Psalm 12 is unusual. We don’t leave the Psalm with a shout of triumph ringing in our ears. The confidence is certainly there alright, but the Psalm actually ends with David’s enemies in the ascendancy – well, apparently so: “The wicked walk on every side, when the vilest of men are exalted” v.8. It seems a rather despondent note on which to end, but perhaps there’s a reason.

Quite obviously, there are two major divisions in this Psalm: i) the prayer for help, vv.1-4, and ii) the promise of help, vv.5-8.


The Lord Jesus taught that “men ought always to pray and not to faint” Lk.18.1. David could have sunk in despair at the situation, but he cries to God: “Help, LORD” v.1. Daniel could have succumbed to pressure, but he “went into his house; and his windows being open in his chamber toward Jerusalem, he kneeled upon his knees three times a day, and prayed, and gave thanks before his God, as he did aforetime” Dan.6.10. Like David and Daniel, Paul stood alone: “At my first answer no man stood with me, but all men forsook me”. This did not crush his confidence in the Lord: “Notwithstanding the Lord stood with me and strengthened me … and the Lord shall deliver me from every evil work, and will preserve me unto His heavenly kingdom: to whom be glory for ever and ever. Amen” 2Tim.4.16-18. David cried to God for help for two reasons:

The Decline of the Godly – v.1

“Help, LORD: for the godly man ceaseth; for the faithful fail from among the children of men”. Have you ever noticed the reduction of numbers in Revelation chs.2-3? “But unto you I say, and unto the rest in Thyatira, as many as have not this doctrine …Thou hast a few names even in Sardis which have not defiled their garments … Behold I stand at the door and knock: if any man hear My voice” Rev.2.24; 3.4,20. It’s worth noticing that David refers here to “the godly man” and to “the faithful”. They are in short supply: in fact, there just didn’t seem to be any around at all. Paul must have felt very much the same when he wrote: “all they which are in Asia be turned away from me” 2Tim.1.15.

········

→ TASK LIST
A: In the Psalm 12 commentary, what are the two major divisions of the Psalm?
B: Pick up the commentary on Psalm 12 after its final sentence and carry on writing it.
The listing that comes next has no connection to the commentary on Psalm 12.

→ MATERIAL PROVIDED
········

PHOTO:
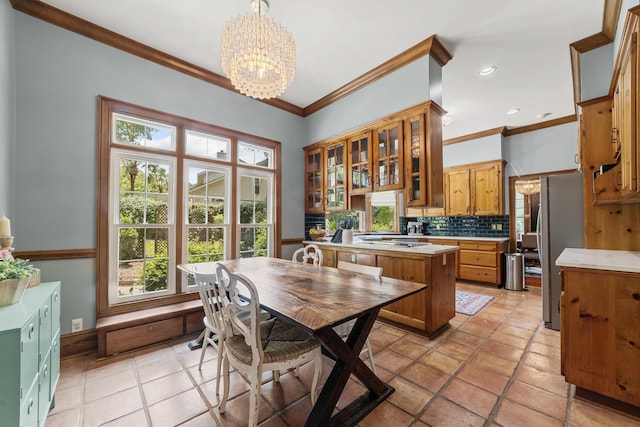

········

→ OUTPUTS FOR THE TASKS
A: The prayer for help (vv.1-4) and the promise of help (vv.5-8).

B:
Let us make two observations:

  1. Cultivate and value the friendship and fellowship of godly and faithful Christians. They are people who have a right attitude towards God, and a right attitude to the Word of God. They won’t be like the people described in vv.2-4, that’s for sure. They’ll be in the minority, that’s also for sure. There are plenty of professing Christians around who are neither godly nor faithful.

  2. If you ever find yourself in a desperate situation like David, don’t ‘throw in the towel’. Remember that “the eyes of the LORD are upon the righteous, and His ears are open unto their cry” Ps.34.12. So, “Help, LORD”.

The Speech of the Godless – vv.2-4

People said to Peter, “thy speech bewrayeth thee” Matt.26.73. (No, it’s not a wrong spelling!). Well, the speech of the people in vv.2-4 certainly betrayed them. Doctors used to say, ‘Let me see your tongue’. The state of the tongue is evidently a good index to general health. It is certainly a pretty good guide to spiritual health. Hence the teaching in James chapter 3. Now look at this section of the Psalm, but before you nod and say ‘typical of the world’, how about running the rule over your speech?

There are five things to check:

Are We Guilty of VANITY When We Speak? “They speak vanity every one with his neighbour” v.2. Empty talk. What do we talk about? We would be strange people if we never laughed, joked or teased one another, but what do we love to talk about? How about this? “Then they that feared the LORD spake often one to another: and the LORD hearkened, and heard it, and a book of remembrance was written before Him for them that feared the LORD, and that thought upon His name” Mal.3.16. You don’t have to be told what they talked about; just notice what they thought about! They “thought upon His name”. John reminds us that “the world passeth away” 1Jn.2.17. Its entertainment, sports – World Cups, the lot! We belong to another world.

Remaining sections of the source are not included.